* THE PROBLEM: Every record should be written out exactly, please.
:::
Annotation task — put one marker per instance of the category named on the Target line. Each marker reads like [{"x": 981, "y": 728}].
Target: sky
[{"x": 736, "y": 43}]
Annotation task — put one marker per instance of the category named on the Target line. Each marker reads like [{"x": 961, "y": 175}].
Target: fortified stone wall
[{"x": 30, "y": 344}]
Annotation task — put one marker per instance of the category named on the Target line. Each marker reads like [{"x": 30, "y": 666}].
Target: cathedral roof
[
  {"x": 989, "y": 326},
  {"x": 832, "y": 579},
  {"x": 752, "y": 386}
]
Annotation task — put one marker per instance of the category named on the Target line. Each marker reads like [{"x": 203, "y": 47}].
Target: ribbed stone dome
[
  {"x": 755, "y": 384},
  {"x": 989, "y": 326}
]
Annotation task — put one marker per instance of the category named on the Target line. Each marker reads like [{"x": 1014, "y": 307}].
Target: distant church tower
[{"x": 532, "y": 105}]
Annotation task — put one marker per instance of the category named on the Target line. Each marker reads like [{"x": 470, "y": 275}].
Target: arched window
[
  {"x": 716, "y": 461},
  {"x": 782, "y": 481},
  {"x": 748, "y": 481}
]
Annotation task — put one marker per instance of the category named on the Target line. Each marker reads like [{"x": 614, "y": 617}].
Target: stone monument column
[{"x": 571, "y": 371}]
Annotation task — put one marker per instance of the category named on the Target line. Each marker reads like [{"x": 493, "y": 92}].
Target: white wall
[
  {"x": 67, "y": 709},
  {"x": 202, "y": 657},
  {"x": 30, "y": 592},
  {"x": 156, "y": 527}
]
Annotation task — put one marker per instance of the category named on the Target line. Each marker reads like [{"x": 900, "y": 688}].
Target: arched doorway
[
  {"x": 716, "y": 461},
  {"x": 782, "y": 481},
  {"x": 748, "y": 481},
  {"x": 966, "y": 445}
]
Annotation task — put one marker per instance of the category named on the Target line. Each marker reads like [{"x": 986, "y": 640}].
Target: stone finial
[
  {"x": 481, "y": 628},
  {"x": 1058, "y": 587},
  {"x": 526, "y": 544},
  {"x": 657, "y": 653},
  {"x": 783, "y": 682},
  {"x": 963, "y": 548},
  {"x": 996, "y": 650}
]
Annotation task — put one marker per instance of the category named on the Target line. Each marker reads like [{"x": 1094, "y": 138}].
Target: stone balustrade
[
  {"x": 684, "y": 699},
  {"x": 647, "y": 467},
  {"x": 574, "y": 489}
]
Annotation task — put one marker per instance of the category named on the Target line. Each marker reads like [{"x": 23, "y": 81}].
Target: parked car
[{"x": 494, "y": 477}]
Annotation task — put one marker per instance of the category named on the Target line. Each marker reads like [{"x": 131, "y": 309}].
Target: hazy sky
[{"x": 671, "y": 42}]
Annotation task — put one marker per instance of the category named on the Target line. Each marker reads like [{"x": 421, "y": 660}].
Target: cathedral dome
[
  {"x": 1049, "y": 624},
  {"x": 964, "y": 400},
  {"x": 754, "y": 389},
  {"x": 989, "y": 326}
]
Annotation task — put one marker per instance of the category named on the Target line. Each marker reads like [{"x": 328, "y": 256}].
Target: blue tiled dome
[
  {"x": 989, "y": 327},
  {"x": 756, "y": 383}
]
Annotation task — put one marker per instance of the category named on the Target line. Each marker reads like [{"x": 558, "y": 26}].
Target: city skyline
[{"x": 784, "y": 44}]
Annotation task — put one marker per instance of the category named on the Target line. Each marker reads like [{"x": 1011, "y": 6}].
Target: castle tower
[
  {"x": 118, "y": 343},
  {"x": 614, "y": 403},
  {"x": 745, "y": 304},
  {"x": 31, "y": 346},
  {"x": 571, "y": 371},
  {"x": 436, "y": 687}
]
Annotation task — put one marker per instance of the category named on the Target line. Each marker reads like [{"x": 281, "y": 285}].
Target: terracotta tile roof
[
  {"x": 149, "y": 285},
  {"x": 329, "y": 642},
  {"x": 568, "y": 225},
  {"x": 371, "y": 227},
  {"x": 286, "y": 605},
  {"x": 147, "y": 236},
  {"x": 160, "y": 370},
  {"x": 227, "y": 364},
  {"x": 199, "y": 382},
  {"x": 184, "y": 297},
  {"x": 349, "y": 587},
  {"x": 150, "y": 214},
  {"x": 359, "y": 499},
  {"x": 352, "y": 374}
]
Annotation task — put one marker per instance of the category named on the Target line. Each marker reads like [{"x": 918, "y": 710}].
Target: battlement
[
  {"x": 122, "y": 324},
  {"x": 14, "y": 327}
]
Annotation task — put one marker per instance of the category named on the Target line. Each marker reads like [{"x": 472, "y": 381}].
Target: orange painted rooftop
:::
* TASK SOLUTION:
Annotation task — put one marker per instance of the category named on the Target line. Each marker reads like [{"x": 981, "y": 728}].
Target: sky
[{"x": 736, "y": 43}]
Annotation task — put one marker per instance of the category named on the Target line. Each marker reads like [{"x": 961, "y": 175}].
Target: fortified stone wall
[{"x": 30, "y": 344}]
Annotation task — put one marker per instance of the category named on the Target line. Each marker reads like [{"x": 30, "y": 666}].
Target: cathedral roof
[
  {"x": 989, "y": 326},
  {"x": 832, "y": 579},
  {"x": 752, "y": 386}
]
Annotation task — put one marker per instance of the category named on the Target line. Each marker reads like [{"x": 203, "y": 47}].
Target: ribbed stone dome
[
  {"x": 755, "y": 384},
  {"x": 989, "y": 326}
]
Annotation task — put one marker per instance of the category named on the Target line. Each marker reads like [{"x": 1014, "y": 307}].
Target: distant church tower
[{"x": 532, "y": 105}]
Annotation task — put one marker per instance of the category named on the Target line. Each marker reads like [{"x": 470, "y": 275}].
Target: arched window
[
  {"x": 716, "y": 461},
  {"x": 782, "y": 481},
  {"x": 748, "y": 481}
]
Annotation task — put one marker per instance of the category named on the Target line. Each marker reads like [{"x": 614, "y": 617}].
Target: stone monument column
[{"x": 571, "y": 371}]
Annotation task — put one marker per instance of the category named on the Target line. Each marker reads like [{"x": 493, "y": 92}].
Target: white wall
[
  {"x": 67, "y": 709},
  {"x": 202, "y": 657},
  {"x": 30, "y": 592},
  {"x": 156, "y": 527}
]
Annotation task — put one marker per instance of the category named on the Target line. Each marker reads like [{"x": 900, "y": 688}].
Target: arched doorway
[
  {"x": 716, "y": 461},
  {"x": 782, "y": 481},
  {"x": 748, "y": 481},
  {"x": 966, "y": 445}
]
Annotation task — put one marker per instance of the category named on the Target line. Each marker reads like [{"x": 986, "y": 640}].
Target: stone finial
[
  {"x": 481, "y": 628},
  {"x": 1058, "y": 587},
  {"x": 526, "y": 544},
  {"x": 657, "y": 653},
  {"x": 783, "y": 682},
  {"x": 963, "y": 548},
  {"x": 996, "y": 650}
]
Annotation task — put one marker per instance of the category named on the Target line. Each marker reads like [{"x": 1094, "y": 138}].
Target: stone balustrade
[
  {"x": 684, "y": 699},
  {"x": 647, "y": 467},
  {"x": 574, "y": 489}
]
Annotation task — put one marker per instance of the category named on the Target line. Each marker reads like [{"x": 23, "y": 81}].
Target: parked car
[{"x": 494, "y": 477}]
Annotation task — put one marker per instance of the category named on the Target line. Each marker reads like [{"x": 131, "y": 309}].
Target: hazy sky
[{"x": 671, "y": 42}]
Annotation task — put one marker per instance of the category named on the Target line. Each marker reads like [{"x": 421, "y": 660}].
Target: cathedral dome
[
  {"x": 1049, "y": 624},
  {"x": 964, "y": 400},
  {"x": 754, "y": 389},
  {"x": 989, "y": 326}
]
Annotation task — put one marker per instance of the category named on the Target line. Each marker reads like [{"x": 328, "y": 256}].
Target: blue tiled dome
[
  {"x": 989, "y": 327},
  {"x": 756, "y": 383}
]
Annotation task — put one marker per instance of the category named on the Target line. Each marker reads like [{"x": 558, "y": 26}].
Target: city skyline
[{"x": 784, "y": 44}]
Annotation task — put one marker per instance of the category named on the Target line. Each marker reads like [{"x": 1011, "y": 6}].
Target: castle tower
[
  {"x": 118, "y": 343},
  {"x": 614, "y": 403},
  {"x": 745, "y": 304},
  {"x": 31, "y": 346},
  {"x": 571, "y": 371},
  {"x": 436, "y": 687}
]
Annotation task — put one marker per instance of the category named on the Target line. Each marker reads like [{"x": 281, "y": 285}].
Target: terracotta tile roof
[
  {"x": 149, "y": 285},
  {"x": 329, "y": 642},
  {"x": 568, "y": 225},
  {"x": 371, "y": 227},
  {"x": 286, "y": 605},
  {"x": 147, "y": 236},
  {"x": 160, "y": 370},
  {"x": 227, "y": 364},
  {"x": 199, "y": 382},
  {"x": 184, "y": 297},
  {"x": 349, "y": 587},
  {"x": 150, "y": 214},
  {"x": 359, "y": 499},
  {"x": 352, "y": 374}
]
Annotation task — put one marker per instance of the category named on the Target line. Each marker reads like [{"x": 918, "y": 710}].
Target: battlement
[
  {"x": 122, "y": 324},
  {"x": 14, "y": 327}
]
Annotation task — put one marker per instance of the category named on the Target line. Each marker reads like [{"x": 472, "y": 381}].
Target: orange painted rooftop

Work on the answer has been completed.